What needs to be done »
Answer these questions from the rheumatoid arthritis study excerpt:
(a) In how many centres was the study conducted?
(b) What age range did patients have to fall within to be eligible?
(c) What minimum creatinine clearance was required for women?

Supplied passage »
--------
Because both drugs have different mechanisms of action, and their toxicity patterns do not overlap, the combination of MTX with CsA may offer complementary efficacy.32 Patients with advanced RA and a poor response to MTX have shown significant clinical improvement after the addition of CsA,18 and the drug combination was tolerated well. These results were a basis for investigating the potential of CsA in combination with MTX in achieving clinical remission and in slowing radiological progression in patients with early RA. We proposed the hypothesis that patients with early RA and factors indicating a poor prognosis8 would gain most from early aggressive intervention by combination therapy

The purpose of this study was to investigate whether the combination of MTX and CsA is more effective than CsA monotherapy in inducing clinical remission and slowing radiological progression in patients with early RA

PATIENTS AND METHODS

The study was conducted in 16 centres throughout the Netherlands between November 1996 and November 1999. Patients were eligible for the study if they met the following inclusion criteria: RA according to the 1987 American Rheumatism Association criteria,33 age between 18 and 70 years, and a disease duration of less than three years. Patients had to have factors indicating a poor prognosis, defined as at least one erosive lesion and/or a positive serum rheumatoid factor test (Latex test, and/or Rose-Waaler test, and/or IgM rheumatoid factor enzyme linked immunosorbent assay (ELISA)). Patients had to have active disease, defined as at least three out of four activity criteria: six swollen joints (out of 66); six tender joints (out of 68); an erythrocyte sedimentation rate (ESR) of at least 28 mm/1st h, and/or a C reactive protein (CRP) of at least 20 mg/l; a global assessor’s score of disease activity (ranging from 1=no activity to 5=severe activity) of at least 4. Only patients with a normal renal function (a creatinine clearance as calculated by the Cockroft formula34 of at least 80 ml/min for men and of at least 70 ml/min for women) were allowed to enter the study.
--------
Excerpted records »
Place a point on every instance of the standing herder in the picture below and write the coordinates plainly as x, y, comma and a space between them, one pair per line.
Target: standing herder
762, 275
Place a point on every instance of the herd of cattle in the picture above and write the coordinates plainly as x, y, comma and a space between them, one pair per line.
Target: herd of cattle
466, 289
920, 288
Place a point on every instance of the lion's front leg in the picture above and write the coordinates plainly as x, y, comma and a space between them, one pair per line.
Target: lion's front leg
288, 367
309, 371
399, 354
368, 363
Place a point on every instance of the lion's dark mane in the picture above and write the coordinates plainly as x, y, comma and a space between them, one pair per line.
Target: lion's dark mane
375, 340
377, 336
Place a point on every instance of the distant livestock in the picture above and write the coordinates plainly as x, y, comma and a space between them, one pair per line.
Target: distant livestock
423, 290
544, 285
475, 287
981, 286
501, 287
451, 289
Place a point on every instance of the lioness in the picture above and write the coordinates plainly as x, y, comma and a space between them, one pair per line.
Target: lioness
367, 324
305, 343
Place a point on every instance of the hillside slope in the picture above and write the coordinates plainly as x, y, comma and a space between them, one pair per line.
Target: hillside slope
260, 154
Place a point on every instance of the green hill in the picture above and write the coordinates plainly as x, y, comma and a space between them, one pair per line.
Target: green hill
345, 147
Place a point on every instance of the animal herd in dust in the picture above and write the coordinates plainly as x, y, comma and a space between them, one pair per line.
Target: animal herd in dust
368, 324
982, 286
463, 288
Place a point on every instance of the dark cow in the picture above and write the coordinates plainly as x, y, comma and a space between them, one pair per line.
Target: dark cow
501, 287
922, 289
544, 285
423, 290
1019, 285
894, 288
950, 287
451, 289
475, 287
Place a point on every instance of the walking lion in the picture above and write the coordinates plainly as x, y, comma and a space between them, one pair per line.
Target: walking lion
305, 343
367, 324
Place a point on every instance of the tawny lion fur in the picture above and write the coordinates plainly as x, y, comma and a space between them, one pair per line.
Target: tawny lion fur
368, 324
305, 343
--------
The answer »
(a) 16 centres throughout the Netherlands.
(b) Between 18 and 70 years.
(c) At least 70 ml/min.